Exercise goal
The line containing "Query: window sill" marks the start; repeat it and every following line exactly through the end of the entries.

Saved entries
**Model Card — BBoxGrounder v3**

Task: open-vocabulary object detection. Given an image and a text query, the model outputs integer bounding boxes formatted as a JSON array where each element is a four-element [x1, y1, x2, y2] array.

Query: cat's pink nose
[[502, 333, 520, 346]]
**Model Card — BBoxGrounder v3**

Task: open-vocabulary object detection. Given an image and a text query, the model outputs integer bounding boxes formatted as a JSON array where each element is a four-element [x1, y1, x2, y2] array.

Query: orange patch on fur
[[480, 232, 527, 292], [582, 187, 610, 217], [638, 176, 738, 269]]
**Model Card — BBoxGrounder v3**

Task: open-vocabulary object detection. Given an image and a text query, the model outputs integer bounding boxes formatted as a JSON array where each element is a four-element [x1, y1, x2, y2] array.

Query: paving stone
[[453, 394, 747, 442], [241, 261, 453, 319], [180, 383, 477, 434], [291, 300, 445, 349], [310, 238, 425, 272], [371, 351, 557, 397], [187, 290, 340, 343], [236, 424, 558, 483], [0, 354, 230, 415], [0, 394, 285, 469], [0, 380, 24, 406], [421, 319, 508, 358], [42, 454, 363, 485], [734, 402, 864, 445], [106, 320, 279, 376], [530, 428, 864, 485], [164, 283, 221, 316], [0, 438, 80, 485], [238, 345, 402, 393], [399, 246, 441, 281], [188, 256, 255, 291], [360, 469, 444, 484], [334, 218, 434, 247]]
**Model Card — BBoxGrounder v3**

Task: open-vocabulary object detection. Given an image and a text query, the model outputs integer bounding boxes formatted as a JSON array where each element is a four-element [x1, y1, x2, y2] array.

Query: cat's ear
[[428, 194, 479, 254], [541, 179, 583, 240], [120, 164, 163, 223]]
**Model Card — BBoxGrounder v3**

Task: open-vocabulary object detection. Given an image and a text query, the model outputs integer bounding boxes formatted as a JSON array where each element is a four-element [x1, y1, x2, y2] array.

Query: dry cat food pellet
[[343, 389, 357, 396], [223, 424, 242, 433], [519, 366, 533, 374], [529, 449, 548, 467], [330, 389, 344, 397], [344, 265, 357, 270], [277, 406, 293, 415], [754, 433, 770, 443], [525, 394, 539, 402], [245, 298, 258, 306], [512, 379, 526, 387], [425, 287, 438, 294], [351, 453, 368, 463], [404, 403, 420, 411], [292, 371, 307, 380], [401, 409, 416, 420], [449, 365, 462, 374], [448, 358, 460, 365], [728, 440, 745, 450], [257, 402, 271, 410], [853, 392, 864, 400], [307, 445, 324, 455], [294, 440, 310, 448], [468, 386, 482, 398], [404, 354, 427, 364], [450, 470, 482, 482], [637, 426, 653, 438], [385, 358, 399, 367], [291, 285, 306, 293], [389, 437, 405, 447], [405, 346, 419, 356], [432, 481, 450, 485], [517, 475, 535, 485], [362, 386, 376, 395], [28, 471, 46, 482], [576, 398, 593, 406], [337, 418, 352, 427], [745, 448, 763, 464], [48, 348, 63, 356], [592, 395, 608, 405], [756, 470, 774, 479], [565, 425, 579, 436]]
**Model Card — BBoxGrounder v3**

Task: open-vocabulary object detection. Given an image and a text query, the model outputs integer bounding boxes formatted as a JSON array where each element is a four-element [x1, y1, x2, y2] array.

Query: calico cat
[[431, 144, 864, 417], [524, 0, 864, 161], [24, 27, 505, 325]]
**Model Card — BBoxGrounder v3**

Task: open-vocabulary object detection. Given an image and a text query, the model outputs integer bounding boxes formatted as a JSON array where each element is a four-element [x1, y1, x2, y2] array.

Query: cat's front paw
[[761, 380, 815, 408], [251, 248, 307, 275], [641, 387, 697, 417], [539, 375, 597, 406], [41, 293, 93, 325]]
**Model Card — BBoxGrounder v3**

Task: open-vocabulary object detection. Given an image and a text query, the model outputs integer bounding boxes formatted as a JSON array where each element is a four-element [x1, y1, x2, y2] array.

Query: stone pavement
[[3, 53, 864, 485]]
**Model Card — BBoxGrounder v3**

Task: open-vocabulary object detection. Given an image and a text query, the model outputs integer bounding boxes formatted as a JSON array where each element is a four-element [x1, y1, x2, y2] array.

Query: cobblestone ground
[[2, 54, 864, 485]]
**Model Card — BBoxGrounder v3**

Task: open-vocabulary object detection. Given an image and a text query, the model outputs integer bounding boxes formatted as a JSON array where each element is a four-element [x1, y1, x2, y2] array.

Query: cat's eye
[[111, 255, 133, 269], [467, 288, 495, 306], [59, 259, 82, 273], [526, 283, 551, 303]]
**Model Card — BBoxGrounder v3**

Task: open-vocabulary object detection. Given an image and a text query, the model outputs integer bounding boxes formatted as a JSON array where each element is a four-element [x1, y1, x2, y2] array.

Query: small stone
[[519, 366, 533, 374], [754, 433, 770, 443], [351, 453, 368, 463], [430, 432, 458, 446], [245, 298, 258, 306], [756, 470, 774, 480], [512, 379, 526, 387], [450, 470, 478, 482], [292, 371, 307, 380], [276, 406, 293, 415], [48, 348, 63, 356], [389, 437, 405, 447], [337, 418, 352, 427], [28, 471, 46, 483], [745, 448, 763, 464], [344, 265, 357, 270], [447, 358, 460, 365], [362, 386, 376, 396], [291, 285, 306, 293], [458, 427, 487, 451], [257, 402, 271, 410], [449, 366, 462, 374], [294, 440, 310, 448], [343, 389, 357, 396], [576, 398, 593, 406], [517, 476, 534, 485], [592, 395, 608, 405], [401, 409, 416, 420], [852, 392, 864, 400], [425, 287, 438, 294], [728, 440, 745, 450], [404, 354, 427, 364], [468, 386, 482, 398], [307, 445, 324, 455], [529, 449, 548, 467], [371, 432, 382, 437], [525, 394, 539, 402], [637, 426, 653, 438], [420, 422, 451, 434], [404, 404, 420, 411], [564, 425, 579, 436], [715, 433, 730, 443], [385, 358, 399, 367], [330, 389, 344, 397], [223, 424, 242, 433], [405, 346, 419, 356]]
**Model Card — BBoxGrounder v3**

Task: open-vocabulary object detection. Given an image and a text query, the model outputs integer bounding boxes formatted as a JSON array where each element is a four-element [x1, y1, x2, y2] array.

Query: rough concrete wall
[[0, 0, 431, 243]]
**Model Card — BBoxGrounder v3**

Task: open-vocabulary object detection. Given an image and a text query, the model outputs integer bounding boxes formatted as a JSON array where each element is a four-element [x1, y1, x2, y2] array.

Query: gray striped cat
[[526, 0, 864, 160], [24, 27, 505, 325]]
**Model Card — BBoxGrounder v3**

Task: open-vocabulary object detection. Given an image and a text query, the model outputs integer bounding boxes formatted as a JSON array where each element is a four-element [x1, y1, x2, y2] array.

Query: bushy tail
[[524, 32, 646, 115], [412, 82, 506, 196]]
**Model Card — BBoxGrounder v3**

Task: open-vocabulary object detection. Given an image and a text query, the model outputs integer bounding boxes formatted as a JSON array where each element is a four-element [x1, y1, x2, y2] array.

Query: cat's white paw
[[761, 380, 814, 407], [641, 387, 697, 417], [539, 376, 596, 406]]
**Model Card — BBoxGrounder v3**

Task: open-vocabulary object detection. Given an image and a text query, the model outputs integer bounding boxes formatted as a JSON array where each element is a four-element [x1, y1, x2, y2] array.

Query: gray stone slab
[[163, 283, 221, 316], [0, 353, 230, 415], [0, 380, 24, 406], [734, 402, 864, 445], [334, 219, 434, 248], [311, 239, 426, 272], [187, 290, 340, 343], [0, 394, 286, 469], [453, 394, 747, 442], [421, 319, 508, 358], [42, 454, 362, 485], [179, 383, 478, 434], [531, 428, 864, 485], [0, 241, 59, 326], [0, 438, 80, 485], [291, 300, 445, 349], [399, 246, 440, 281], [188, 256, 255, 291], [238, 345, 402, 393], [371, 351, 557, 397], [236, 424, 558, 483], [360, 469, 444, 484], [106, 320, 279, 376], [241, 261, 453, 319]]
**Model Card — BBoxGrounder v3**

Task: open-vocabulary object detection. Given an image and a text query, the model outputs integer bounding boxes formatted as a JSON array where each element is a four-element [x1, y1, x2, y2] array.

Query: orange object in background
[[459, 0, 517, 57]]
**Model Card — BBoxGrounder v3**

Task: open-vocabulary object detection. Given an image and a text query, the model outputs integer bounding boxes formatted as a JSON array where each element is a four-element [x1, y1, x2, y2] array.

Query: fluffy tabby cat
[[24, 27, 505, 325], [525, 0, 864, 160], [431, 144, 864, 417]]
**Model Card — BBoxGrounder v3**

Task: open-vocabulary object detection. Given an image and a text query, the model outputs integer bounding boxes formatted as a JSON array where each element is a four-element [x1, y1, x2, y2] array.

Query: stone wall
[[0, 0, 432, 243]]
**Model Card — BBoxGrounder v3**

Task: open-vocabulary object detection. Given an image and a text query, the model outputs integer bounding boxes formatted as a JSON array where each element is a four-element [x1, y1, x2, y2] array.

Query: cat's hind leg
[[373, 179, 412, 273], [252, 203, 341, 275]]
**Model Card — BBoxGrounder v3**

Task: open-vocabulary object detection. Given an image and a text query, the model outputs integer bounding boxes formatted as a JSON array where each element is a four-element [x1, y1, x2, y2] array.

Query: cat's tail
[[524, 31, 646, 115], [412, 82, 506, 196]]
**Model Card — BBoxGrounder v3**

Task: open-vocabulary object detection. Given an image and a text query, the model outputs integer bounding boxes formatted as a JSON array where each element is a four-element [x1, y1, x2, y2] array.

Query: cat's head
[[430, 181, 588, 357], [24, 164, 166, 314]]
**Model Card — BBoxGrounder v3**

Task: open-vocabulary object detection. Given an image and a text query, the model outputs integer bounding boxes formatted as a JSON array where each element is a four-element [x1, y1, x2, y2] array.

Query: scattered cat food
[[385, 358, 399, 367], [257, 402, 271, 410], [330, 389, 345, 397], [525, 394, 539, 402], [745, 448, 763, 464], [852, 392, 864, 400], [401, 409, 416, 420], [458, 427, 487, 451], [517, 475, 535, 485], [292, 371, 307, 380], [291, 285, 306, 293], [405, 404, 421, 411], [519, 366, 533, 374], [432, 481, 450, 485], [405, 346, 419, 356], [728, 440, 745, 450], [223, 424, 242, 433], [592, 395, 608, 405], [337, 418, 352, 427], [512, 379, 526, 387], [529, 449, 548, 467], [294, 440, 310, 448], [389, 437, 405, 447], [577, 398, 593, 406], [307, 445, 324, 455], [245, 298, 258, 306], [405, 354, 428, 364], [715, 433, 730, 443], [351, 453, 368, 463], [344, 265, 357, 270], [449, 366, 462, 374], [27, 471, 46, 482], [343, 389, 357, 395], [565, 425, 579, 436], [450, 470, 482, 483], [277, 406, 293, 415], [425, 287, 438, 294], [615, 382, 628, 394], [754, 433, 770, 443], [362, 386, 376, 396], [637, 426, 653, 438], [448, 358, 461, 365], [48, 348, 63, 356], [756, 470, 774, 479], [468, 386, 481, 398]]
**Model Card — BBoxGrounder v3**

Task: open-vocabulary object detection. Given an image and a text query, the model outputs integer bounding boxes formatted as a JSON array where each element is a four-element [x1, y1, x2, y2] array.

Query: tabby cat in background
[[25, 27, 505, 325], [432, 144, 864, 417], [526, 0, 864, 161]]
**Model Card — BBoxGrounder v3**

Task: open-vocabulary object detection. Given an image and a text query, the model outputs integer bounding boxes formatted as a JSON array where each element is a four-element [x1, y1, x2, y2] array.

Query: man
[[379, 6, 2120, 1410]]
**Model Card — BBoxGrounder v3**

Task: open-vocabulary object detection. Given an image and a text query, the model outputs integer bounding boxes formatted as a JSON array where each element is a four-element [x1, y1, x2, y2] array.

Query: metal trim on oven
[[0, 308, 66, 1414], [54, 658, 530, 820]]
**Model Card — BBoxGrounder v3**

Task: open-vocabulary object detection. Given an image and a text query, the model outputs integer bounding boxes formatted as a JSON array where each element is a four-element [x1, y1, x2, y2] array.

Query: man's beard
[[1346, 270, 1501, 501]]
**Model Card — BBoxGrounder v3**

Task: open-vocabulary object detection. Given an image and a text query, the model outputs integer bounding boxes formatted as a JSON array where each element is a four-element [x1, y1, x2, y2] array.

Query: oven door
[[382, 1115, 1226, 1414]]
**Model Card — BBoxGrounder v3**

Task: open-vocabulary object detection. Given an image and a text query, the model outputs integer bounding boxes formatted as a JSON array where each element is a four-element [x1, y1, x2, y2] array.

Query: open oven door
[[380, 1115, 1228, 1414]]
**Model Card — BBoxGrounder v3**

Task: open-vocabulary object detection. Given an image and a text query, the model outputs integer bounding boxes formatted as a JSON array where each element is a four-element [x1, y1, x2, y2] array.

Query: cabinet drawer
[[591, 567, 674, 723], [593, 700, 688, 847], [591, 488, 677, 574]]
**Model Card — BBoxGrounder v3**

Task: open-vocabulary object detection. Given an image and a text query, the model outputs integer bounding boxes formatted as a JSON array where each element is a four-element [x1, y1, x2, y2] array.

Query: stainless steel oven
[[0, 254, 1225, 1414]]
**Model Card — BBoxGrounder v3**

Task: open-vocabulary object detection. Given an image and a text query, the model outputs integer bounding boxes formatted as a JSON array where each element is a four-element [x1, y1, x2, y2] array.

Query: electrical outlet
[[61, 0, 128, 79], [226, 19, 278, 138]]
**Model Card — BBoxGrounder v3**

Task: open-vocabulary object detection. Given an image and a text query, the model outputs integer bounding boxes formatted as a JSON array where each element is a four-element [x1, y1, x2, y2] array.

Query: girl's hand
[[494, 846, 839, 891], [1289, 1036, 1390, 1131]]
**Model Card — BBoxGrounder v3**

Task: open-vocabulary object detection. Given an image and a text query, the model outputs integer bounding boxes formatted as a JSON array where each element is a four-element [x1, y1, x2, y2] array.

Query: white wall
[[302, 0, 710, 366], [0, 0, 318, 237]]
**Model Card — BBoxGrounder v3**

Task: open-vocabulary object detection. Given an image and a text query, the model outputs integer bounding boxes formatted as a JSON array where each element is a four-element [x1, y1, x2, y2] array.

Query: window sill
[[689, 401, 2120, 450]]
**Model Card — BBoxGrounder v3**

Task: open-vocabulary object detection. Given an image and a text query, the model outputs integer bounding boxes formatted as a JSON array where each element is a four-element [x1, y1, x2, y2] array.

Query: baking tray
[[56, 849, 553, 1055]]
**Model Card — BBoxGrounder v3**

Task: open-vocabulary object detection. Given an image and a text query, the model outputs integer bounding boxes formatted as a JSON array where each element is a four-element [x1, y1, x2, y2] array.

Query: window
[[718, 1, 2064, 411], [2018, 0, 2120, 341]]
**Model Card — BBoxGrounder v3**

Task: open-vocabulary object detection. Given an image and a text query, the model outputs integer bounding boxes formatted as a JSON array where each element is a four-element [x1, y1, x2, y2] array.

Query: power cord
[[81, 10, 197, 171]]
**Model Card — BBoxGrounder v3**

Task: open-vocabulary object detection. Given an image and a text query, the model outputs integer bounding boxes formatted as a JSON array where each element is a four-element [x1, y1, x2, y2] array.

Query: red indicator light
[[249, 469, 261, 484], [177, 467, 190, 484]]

Task result
Query: window sill
[[689, 401, 2120, 450]]
**Model Card — BBoxGrounder v3**

Task: open-vocabulary object detection. Given an image and a text query, the model outputs integer bounding boxes formatted as a JSON array where each element is a four-element [x1, y1, x2, y2] array.

Query: baking tray
[[56, 849, 553, 1055]]
**Model Card — BBoxGrounder v3**

Task: open-vocabulary object detection. Given an image and a text query, the model outputs integer bounding boxes formatted as a JSON array where each element is a four-element [x1, y1, x2, y2] array.

Query: window
[[718, 1, 2064, 411], [2018, 0, 2120, 341]]
**Model Card — BBoxGrounder v3**

Task: open-vocabulary object detection. Given an image and a text query, the model outputs integer bounding boxes formatted as a JSON array where each element is a four-element [x1, y1, x2, y2] array.

Query: power cord
[[81, 10, 197, 171]]
**Model Card — BBoxGrounder v3**

Task: open-vocabulary object detection. Given an image and a text query, the model outputs integer bounding boxes formatted as a JSON array where each element is a four-element [x1, y1, x2, y2] array.

Query: red indicator light
[[249, 469, 261, 484], [177, 467, 190, 484]]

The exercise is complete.